[Begin Dataset excerpts]

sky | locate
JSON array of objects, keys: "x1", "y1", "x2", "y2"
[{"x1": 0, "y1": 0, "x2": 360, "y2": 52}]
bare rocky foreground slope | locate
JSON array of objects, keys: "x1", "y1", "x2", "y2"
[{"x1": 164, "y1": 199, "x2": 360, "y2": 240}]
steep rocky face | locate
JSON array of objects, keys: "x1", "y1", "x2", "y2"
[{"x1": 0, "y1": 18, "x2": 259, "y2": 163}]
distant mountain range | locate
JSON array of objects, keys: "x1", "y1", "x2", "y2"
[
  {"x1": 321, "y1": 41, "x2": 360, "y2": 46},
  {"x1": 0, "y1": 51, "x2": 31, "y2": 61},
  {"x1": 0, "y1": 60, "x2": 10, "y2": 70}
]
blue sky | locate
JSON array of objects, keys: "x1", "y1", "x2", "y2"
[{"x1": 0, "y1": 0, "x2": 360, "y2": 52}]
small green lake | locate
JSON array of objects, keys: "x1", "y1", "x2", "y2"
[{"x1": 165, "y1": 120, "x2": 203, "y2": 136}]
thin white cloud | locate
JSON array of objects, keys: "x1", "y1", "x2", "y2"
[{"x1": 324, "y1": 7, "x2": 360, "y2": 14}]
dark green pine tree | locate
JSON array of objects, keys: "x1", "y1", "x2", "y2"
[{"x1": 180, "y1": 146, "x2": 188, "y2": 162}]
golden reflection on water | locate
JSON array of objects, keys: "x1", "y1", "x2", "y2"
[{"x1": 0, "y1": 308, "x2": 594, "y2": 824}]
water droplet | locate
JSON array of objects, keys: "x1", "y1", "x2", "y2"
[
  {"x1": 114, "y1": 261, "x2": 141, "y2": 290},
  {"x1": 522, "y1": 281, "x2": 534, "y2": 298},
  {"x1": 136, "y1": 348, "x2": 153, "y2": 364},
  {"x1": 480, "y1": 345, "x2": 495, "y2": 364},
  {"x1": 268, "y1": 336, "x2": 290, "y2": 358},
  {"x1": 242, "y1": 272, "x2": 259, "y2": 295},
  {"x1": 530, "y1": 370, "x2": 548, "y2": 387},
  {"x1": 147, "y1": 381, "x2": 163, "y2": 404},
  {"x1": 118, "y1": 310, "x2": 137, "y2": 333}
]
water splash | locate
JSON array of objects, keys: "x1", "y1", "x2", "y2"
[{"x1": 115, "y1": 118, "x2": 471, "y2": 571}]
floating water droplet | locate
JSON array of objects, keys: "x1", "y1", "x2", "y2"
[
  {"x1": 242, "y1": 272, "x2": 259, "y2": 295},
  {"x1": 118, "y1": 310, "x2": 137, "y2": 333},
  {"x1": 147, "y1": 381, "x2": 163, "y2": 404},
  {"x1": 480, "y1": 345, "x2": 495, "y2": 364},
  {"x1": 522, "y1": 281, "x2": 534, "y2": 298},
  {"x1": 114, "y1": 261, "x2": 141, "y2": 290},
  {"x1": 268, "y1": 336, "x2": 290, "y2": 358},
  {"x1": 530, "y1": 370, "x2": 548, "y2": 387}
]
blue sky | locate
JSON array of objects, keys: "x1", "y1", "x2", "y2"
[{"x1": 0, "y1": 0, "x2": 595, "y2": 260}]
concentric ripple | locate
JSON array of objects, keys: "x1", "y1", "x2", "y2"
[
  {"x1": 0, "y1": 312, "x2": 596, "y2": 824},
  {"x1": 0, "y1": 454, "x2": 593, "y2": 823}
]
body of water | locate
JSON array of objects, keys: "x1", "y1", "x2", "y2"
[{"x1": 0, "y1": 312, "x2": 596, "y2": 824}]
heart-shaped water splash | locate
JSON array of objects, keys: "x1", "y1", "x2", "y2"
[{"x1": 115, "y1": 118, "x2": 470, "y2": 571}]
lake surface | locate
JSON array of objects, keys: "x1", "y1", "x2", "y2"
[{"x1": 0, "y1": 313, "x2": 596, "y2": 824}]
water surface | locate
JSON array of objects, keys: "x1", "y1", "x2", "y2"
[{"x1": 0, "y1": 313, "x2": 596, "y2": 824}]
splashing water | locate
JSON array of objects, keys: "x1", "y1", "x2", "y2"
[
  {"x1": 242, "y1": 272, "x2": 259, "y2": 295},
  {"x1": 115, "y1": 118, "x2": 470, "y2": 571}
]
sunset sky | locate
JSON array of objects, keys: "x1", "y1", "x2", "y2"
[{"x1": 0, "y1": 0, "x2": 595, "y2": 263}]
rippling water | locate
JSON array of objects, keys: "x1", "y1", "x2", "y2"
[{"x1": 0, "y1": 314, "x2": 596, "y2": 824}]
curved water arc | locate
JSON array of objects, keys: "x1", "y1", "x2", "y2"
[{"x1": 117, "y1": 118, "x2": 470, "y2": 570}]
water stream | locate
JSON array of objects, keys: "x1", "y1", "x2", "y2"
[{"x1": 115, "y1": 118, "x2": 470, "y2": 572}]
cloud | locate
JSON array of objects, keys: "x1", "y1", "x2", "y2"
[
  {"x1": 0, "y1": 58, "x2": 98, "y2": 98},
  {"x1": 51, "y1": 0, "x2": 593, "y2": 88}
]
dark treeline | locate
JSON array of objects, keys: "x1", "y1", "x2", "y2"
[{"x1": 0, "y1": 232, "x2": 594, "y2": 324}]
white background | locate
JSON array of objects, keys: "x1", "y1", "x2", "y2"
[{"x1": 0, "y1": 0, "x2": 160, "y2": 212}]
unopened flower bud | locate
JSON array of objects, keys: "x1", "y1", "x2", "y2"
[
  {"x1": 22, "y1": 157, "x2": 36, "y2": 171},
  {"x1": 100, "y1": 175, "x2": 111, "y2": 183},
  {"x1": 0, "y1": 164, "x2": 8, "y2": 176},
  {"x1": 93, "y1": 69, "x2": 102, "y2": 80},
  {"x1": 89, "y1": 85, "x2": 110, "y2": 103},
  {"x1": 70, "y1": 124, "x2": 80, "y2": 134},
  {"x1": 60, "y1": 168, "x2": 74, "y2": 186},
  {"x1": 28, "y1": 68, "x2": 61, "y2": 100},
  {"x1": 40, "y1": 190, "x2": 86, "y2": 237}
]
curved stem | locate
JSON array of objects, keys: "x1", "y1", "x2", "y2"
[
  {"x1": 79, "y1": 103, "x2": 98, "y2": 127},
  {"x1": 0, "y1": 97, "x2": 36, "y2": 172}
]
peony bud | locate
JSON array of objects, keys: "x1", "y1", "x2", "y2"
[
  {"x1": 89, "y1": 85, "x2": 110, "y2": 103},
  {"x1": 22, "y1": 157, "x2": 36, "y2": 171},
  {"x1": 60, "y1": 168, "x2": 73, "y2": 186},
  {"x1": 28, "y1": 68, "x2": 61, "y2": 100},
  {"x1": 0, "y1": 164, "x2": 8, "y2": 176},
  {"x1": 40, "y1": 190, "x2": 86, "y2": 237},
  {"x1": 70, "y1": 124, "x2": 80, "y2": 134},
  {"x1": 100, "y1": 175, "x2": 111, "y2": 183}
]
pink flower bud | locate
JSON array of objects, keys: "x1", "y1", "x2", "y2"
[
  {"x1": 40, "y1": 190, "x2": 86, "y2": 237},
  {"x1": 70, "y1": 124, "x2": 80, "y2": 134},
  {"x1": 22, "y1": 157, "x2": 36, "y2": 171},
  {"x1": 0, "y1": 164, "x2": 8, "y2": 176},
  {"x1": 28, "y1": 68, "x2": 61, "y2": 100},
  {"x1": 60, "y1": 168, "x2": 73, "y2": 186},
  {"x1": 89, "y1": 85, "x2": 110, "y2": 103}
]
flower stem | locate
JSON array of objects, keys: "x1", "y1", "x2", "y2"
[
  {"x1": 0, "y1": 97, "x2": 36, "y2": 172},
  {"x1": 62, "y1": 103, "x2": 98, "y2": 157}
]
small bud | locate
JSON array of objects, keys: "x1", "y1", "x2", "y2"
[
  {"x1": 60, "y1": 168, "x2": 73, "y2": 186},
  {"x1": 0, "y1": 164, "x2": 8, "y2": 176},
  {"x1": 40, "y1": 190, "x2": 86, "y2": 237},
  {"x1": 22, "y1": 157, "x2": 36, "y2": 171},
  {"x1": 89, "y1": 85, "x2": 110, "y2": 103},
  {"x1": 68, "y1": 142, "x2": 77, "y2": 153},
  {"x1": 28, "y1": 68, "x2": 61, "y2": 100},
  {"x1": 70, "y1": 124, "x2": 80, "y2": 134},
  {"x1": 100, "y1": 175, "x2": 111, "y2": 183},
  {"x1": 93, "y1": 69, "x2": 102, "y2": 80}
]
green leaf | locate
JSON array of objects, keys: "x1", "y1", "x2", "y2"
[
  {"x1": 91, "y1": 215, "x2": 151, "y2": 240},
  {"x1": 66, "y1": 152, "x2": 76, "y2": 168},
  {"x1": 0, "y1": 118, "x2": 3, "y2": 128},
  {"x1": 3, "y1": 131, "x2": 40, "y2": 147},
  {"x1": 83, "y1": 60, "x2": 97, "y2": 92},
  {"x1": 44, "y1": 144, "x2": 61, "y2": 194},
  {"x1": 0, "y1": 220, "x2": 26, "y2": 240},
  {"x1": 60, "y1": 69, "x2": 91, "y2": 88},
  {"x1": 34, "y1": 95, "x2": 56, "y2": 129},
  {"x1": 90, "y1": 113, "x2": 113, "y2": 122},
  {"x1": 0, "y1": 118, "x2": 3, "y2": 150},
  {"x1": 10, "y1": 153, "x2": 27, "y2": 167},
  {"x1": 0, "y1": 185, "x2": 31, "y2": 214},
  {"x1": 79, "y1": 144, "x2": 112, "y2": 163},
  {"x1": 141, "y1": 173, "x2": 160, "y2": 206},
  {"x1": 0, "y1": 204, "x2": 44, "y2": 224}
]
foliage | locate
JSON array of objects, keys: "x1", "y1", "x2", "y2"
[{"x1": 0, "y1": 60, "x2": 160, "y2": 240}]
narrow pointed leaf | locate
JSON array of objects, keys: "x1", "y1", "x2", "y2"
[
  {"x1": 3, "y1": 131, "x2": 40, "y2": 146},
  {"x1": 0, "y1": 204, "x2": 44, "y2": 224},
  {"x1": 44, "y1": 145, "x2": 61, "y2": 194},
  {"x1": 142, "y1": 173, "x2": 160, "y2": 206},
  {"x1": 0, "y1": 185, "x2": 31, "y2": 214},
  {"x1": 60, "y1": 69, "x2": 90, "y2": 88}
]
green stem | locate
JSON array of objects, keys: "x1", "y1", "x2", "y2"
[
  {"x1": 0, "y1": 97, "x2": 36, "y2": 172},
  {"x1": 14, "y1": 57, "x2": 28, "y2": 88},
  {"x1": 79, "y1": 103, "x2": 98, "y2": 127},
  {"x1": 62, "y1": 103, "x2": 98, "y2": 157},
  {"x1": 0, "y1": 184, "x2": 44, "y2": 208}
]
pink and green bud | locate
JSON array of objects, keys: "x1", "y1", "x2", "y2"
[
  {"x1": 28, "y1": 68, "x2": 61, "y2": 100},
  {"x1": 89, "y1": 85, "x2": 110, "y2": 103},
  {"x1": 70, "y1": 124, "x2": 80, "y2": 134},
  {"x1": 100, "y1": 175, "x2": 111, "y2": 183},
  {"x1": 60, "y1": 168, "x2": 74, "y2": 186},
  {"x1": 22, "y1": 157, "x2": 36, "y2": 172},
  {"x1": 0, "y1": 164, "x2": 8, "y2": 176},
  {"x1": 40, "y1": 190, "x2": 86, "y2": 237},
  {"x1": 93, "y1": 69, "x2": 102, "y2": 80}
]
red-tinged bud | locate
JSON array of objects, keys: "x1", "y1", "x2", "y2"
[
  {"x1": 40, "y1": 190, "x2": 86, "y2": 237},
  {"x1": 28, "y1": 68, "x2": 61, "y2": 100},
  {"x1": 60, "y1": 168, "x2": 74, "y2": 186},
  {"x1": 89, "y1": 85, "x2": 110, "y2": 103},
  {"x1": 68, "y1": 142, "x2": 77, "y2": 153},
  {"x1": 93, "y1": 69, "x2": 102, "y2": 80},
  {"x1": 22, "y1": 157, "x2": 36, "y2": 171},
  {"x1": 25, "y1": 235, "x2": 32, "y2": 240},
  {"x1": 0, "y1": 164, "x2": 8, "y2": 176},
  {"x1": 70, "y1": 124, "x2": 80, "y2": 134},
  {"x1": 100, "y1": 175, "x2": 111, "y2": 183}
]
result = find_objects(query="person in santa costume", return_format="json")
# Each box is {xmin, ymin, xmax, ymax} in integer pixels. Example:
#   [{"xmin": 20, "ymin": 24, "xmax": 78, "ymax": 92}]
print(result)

[End Dataset excerpts]

— Aim —
Write out exactly the lines starting with the one that holds "red-tinged bud | locate" and running through the last line above.

— Result for this task —
red-tinged bud | locate
JSON array of objects, keys: "x1", "y1", "x2", "y2"
[
  {"x1": 40, "y1": 190, "x2": 86, "y2": 237},
  {"x1": 28, "y1": 68, "x2": 61, "y2": 100},
  {"x1": 60, "y1": 168, "x2": 74, "y2": 186},
  {"x1": 89, "y1": 85, "x2": 110, "y2": 103},
  {"x1": 68, "y1": 142, "x2": 77, "y2": 153},
  {"x1": 93, "y1": 69, "x2": 102, "y2": 80},
  {"x1": 22, "y1": 157, "x2": 36, "y2": 171},
  {"x1": 25, "y1": 235, "x2": 32, "y2": 240},
  {"x1": 0, "y1": 164, "x2": 8, "y2": 176},
  {"x1": 70, "y1": 124, "x2": 80, "y2": 134},
  {"x1": 100, "y1": 175, "x2": 111, "y2": 183}
]
result = find_objects(query="person in santa costume", return_format="json")
# Each box is {xmin, ymin, xmax, ymax} in integer pixels. Example:
#   [{"xmin": 20, "ymin": 24, "xmax": 78, "ymax": 92}]
print(result)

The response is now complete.